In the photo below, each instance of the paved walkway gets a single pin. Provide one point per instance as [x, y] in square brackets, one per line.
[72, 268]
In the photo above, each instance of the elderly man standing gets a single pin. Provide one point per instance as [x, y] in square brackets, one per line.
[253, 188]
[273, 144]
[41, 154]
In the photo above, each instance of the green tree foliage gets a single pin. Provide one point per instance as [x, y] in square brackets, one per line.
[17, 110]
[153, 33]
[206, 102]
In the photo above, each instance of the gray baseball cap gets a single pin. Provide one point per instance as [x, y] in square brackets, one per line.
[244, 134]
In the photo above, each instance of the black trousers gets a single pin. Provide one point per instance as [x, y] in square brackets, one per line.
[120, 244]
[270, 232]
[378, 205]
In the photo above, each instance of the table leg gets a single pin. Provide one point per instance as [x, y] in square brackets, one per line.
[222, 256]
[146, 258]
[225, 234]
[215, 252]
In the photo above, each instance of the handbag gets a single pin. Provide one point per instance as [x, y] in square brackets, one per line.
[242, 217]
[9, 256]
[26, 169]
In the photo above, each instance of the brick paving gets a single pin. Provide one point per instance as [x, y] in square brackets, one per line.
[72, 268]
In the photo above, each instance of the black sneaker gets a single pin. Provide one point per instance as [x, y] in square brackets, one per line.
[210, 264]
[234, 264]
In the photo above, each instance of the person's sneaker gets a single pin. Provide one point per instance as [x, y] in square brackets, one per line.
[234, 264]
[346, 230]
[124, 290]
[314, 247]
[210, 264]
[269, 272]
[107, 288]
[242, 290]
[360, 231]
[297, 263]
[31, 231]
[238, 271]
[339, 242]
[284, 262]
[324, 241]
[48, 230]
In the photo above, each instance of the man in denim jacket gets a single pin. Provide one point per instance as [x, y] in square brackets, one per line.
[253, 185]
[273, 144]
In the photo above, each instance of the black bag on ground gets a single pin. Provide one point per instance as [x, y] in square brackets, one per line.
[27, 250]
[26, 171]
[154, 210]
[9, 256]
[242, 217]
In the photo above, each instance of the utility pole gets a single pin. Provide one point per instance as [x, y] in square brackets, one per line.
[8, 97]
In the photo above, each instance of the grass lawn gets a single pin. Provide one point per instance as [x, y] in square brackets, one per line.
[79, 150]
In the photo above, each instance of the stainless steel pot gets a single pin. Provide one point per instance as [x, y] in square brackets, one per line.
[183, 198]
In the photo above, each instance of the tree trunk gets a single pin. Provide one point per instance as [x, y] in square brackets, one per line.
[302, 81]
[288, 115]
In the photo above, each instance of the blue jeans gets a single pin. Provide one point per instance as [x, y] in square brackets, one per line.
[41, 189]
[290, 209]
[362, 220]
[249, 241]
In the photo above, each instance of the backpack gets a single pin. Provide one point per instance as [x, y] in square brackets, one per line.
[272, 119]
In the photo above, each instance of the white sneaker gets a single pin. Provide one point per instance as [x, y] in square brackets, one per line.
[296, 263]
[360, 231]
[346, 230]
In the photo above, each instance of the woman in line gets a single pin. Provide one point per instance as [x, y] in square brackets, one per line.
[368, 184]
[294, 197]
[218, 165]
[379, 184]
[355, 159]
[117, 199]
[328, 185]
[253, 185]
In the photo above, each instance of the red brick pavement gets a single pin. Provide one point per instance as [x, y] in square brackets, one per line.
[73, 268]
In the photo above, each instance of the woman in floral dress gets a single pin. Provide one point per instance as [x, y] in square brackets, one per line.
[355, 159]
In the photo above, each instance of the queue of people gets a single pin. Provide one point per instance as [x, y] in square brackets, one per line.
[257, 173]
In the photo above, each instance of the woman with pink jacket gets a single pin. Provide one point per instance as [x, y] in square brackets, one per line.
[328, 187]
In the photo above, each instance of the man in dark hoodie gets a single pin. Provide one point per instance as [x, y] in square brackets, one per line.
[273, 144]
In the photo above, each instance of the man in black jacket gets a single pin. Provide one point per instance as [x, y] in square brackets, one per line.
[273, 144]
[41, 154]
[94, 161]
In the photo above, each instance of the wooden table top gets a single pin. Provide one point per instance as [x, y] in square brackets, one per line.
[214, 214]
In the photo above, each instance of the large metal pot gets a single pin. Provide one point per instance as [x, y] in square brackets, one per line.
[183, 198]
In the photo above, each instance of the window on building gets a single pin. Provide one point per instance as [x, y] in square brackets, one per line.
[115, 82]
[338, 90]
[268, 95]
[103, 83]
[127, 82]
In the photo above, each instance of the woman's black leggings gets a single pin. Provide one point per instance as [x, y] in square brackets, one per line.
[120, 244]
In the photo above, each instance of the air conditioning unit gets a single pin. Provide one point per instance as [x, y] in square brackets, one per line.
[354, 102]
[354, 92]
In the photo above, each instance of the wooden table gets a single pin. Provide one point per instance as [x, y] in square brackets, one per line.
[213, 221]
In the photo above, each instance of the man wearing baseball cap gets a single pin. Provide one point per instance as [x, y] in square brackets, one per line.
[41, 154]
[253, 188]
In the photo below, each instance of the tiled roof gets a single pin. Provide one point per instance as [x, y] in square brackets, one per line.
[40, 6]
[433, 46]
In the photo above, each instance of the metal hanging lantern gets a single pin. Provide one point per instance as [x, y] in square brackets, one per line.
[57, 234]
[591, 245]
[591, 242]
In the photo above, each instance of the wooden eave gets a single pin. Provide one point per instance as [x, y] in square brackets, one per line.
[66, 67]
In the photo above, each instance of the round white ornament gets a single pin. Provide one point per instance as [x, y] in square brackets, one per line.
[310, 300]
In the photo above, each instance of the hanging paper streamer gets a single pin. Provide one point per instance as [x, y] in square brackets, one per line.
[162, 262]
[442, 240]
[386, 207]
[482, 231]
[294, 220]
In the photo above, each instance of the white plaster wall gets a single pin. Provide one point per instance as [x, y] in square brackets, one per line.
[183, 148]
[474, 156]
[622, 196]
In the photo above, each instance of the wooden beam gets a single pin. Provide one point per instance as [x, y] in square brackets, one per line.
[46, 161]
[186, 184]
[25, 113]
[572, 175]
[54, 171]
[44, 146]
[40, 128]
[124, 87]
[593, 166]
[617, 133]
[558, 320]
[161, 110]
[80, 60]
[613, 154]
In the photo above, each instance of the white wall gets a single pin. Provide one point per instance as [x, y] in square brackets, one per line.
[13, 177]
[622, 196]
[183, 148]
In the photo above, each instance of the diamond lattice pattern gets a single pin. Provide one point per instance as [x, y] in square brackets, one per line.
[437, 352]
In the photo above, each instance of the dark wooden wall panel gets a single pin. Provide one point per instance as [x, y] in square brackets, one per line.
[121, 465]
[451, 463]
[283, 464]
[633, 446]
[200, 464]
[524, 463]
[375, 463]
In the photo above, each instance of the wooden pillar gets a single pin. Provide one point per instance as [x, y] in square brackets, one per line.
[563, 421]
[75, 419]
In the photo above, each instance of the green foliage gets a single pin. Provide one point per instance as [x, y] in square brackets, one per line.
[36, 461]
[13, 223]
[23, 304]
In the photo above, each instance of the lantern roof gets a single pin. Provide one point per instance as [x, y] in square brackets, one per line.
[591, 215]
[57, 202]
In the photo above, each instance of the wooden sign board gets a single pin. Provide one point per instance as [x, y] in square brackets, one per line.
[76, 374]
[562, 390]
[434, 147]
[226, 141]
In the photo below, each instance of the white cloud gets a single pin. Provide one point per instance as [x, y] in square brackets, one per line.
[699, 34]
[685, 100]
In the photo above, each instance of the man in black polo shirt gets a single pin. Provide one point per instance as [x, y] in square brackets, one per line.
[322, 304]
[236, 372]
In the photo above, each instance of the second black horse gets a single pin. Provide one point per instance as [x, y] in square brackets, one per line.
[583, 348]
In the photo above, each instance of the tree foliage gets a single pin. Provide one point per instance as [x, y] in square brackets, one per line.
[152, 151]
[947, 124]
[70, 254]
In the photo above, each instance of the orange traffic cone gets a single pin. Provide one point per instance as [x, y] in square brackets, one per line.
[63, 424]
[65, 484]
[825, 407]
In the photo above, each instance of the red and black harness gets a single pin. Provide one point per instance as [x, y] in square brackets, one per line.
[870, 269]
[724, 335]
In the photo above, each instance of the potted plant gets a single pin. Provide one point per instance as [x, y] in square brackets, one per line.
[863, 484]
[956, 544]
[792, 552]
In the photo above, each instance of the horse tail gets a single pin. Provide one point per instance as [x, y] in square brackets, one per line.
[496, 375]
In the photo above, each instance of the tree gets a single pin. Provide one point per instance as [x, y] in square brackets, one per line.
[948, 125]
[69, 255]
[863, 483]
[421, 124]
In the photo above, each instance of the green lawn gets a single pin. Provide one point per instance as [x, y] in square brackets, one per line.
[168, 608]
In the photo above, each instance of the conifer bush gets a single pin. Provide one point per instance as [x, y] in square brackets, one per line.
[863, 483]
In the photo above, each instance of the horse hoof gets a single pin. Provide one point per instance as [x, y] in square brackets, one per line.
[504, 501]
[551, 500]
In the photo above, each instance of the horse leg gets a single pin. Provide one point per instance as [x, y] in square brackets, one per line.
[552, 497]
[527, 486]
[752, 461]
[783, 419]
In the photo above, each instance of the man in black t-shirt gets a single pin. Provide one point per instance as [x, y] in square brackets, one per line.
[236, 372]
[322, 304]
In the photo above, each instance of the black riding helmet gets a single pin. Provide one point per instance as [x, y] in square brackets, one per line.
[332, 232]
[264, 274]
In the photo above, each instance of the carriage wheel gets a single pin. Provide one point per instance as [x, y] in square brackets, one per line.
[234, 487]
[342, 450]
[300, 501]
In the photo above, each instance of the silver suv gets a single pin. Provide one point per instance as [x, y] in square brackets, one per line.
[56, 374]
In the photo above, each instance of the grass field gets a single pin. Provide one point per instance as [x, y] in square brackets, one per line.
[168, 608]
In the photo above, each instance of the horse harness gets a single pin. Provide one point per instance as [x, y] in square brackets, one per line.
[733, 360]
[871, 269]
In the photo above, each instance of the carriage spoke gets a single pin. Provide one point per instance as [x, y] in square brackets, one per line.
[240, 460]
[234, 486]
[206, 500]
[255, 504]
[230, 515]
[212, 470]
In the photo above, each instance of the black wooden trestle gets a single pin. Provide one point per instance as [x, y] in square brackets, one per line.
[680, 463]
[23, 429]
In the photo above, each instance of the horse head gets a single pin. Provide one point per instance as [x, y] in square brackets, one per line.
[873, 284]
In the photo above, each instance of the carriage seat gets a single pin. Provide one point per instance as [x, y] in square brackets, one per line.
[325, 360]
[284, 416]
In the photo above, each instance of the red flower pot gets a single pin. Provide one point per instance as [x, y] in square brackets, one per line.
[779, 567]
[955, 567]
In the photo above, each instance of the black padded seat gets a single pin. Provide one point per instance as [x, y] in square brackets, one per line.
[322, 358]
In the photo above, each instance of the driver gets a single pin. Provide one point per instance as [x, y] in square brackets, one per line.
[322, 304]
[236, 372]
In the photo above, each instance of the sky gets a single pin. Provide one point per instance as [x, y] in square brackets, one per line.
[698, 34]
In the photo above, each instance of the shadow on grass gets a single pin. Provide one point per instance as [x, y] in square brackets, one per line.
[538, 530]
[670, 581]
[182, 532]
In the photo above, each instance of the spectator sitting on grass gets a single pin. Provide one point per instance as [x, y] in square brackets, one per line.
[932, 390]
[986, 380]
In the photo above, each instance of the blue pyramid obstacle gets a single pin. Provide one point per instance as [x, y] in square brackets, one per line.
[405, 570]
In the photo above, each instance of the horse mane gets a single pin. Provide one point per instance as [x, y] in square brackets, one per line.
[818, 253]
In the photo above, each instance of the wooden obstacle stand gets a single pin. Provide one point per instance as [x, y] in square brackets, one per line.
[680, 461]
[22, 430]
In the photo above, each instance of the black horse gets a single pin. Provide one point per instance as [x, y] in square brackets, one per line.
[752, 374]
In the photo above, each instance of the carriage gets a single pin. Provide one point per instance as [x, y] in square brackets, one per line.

**INSTRUCTIONS FOR THE TASK**
Repeat only what runs from the line holding "In the photo above, each instance of the sky" to the end of the data, keeping every line exactly as written, first and last included.

**RESULT OF THIS EXERCISE**
In the photo above, each instance of the sky gets a single pin. Provide one point per instance as [x, y] in square brackets, one per line.
[698, 34]
In the photo above, each instance of the shadow on grass gets a single pin. Provide one point per instance as [x, y] in square brackets, one per line.
[538, 530]
[670, 581]
[182, 532]
In the photo above, each instance of the spectator sitting on grass gets a single pin. Provide one point per instance as [x, y] in square brackets, one per line.
[932, 390]
[986, 380]
In the photo above, each instance of the blue pyramid obstacle gets a single pin. Provide one point per instance as [x, y] in square brackets, one per line.
[405, 570]
In the photo above, each instance of the horse mane gets a single pin. Provide one point per instance as [x, y] in square brackets, one per line.
[818, 253]
In the photo above, each instance of the wooden obstacle stand gets a single pin. Provide one point per instance as [x, y] in square brackets, one per line.
[680, 461]
[22, 430]
In the photo above, each instance of the black horse gets a single pin. Provide one point per instance as [x, y] in square brackets, one per line.
[752, 374]
In the photo above, each instance of the carriage gets a single pin. Provide one point per instance as [x, y] in square brackets, one per line.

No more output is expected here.